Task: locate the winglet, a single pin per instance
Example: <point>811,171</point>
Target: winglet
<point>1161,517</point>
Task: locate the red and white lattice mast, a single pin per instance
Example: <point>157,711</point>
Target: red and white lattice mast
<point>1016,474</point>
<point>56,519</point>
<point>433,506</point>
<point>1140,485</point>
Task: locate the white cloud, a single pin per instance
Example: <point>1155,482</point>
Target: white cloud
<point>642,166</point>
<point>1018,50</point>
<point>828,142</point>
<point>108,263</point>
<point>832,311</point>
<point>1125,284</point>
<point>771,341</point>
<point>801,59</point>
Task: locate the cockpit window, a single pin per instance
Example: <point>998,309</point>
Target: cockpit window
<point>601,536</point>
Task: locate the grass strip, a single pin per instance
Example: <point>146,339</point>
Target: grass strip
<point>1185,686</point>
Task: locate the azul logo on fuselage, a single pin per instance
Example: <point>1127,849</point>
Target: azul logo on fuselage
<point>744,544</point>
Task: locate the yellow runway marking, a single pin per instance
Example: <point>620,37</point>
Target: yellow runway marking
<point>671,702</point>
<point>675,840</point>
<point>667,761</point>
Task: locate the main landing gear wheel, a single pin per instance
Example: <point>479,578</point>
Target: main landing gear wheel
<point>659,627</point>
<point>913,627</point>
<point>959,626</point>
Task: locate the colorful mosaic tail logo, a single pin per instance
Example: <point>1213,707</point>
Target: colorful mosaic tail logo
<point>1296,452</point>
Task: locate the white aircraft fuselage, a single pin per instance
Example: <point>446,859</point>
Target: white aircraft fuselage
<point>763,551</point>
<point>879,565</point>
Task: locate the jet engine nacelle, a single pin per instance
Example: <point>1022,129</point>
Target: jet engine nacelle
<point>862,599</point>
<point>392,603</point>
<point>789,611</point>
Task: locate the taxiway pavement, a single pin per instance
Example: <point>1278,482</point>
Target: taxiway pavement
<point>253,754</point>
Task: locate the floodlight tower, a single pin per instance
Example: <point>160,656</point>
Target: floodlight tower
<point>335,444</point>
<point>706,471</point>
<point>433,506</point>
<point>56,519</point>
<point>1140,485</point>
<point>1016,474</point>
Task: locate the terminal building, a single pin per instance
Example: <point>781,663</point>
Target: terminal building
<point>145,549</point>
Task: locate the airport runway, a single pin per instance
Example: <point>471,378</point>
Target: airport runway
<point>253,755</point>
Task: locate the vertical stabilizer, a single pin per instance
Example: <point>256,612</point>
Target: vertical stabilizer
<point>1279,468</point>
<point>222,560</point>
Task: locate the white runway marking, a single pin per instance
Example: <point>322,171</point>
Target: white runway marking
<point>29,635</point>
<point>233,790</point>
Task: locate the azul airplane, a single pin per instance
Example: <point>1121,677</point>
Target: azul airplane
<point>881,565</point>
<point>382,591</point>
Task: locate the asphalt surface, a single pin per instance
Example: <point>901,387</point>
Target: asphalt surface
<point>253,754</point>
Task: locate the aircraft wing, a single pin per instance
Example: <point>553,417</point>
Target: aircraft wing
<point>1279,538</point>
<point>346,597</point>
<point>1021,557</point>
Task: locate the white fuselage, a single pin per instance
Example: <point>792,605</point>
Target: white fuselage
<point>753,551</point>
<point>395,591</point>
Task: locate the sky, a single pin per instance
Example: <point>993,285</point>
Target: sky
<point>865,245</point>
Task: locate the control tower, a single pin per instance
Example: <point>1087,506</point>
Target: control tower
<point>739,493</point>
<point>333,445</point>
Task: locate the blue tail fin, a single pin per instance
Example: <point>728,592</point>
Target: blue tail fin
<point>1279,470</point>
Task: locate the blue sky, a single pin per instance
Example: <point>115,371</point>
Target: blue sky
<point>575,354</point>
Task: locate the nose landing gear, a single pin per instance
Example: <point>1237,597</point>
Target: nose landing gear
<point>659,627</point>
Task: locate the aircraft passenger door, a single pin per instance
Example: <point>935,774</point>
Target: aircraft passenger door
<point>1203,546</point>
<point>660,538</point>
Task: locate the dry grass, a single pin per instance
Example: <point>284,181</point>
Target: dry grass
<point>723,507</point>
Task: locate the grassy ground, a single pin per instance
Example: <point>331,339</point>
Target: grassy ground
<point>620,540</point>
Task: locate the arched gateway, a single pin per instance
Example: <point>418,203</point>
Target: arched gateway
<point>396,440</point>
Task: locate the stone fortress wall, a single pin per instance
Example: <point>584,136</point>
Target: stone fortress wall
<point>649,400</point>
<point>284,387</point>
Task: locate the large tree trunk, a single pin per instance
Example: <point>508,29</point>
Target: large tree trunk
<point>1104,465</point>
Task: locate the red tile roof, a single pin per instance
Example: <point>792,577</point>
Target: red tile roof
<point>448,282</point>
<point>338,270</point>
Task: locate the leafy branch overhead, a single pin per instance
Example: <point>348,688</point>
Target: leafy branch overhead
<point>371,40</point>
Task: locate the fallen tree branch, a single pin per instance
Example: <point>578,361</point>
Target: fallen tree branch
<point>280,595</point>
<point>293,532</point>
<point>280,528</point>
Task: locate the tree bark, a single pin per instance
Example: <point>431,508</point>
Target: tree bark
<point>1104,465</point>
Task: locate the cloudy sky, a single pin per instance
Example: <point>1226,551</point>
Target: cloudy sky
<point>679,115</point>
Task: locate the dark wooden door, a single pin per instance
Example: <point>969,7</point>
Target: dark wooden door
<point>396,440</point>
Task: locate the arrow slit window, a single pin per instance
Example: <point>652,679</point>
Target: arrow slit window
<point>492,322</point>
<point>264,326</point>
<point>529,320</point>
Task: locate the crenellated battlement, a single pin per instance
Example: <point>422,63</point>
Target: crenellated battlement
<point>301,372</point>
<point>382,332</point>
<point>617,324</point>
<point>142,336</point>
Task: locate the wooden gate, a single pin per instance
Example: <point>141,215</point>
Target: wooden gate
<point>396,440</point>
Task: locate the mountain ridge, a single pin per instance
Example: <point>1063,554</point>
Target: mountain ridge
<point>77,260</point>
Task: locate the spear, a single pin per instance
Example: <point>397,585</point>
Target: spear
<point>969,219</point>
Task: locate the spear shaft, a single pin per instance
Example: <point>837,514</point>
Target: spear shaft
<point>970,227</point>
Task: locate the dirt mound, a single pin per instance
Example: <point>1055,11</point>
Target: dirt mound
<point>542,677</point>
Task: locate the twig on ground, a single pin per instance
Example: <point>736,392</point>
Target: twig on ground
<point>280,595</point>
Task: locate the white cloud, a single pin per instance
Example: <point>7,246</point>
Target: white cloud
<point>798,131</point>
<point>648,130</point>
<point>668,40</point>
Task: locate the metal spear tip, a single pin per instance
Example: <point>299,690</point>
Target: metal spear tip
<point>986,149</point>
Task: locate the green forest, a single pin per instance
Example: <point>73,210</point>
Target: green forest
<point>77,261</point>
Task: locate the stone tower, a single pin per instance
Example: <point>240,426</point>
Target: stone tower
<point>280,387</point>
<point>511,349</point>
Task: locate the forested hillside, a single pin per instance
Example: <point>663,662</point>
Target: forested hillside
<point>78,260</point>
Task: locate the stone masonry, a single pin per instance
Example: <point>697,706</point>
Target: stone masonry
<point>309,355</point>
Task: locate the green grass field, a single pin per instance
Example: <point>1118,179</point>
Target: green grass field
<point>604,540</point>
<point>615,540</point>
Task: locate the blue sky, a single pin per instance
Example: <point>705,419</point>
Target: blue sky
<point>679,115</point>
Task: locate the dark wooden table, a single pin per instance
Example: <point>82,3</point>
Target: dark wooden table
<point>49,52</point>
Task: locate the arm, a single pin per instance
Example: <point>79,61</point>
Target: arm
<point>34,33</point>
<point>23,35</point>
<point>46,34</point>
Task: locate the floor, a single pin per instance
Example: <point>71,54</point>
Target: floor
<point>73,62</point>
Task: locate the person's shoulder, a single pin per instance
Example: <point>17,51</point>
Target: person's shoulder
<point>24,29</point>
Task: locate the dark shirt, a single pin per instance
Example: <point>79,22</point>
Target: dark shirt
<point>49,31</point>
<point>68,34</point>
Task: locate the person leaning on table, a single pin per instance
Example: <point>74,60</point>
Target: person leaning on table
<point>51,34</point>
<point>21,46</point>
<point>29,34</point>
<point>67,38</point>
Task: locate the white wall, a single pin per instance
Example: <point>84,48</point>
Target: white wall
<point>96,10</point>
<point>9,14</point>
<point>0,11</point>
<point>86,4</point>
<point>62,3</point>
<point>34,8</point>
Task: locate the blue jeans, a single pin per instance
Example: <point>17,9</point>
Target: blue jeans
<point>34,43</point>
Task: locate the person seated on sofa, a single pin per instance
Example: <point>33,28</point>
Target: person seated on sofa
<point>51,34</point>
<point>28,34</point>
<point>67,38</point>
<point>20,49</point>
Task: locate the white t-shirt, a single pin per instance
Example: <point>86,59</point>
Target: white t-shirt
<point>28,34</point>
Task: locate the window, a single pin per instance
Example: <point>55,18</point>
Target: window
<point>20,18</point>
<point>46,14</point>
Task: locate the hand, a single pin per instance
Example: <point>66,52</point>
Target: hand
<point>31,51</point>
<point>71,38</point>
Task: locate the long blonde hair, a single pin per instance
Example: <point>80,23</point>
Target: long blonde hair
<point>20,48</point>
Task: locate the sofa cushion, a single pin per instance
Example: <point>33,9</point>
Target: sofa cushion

•••

• Problem details
Lay out the entries from the start through the line with "<point>789,611</point>" as a two-column CSV headed input and output, one row per entry. Put the entry's text under input and its answer under output, each in a single quoted field with line breaks replaced by spaces.

• Task answer
input,output
"Task: locate the winglet, a single pin per instance Example: <point>811,171</point> Target: winglet","<point>1161,517</point>"
"Task: locate the red and white lattice mast, a single pin per instance Example: <point>157,711</point> Target: red and white lattice mast","<point>1016,474</point> <point>56,519</point> <point>433,506</point> <point>1140,485</point>"
"Task: locate the white cloud, a single pin per instance Example: <point>1155,482</point> Target: white cloud","<point>642,166</point> <point>1018,50</point> <point>828,142</point> <point>108,263</point> <point>832,311</point> <point>1125,284</point> <point>771,341</point> <point>801,59</point>"
"Task: locate the cockpit window, a single pin per instance Example: <point>998,309</point> Target: cockpit window","<point>601,536</point>"
"Task: locate the grass strip, a single pin per instance Example: <point>146,339</point> Target: grass strip","<point>1185,686</point>"
"Task: locate the azul logo on fuselage, a single pin per instance Example: <point>1127,849</point> Target: azul logo on fuselage","<point>744,544</point>"
"Task: locate the yellow runway marking, a single pin per instance Example: <point>620,37</point> Target: yellow runway marking","<point>671,702</point> <point>675,840</point> <point>667,761</point>"
"Task: locate the main landing gear wheel, a single pin per instance Example: <point>479,578</point> Target: main landing gear wheel","<point>659,627</point> <point>913,627</point> <point>959,626</point>"
"Task: locate the colorful mosaic tail logo, a single pin per instance Example: <point>1213,707</point> Target: colorful mosaic tail logo","<point>1296,452</point>"
"Task: locate the white aircraft fuselage, a single pin per instance Example: <point>446,859</point> Target: white aircraft fuselage","<point>763,551</point> <point>879,565</point>"
"Task: locate the jet engine nacelle, a single pin per instance Example: <point>1022,129</point> Target: jet engine nacelle","<point>862,599</point> <point>392,603</point> <point>789,611</point>"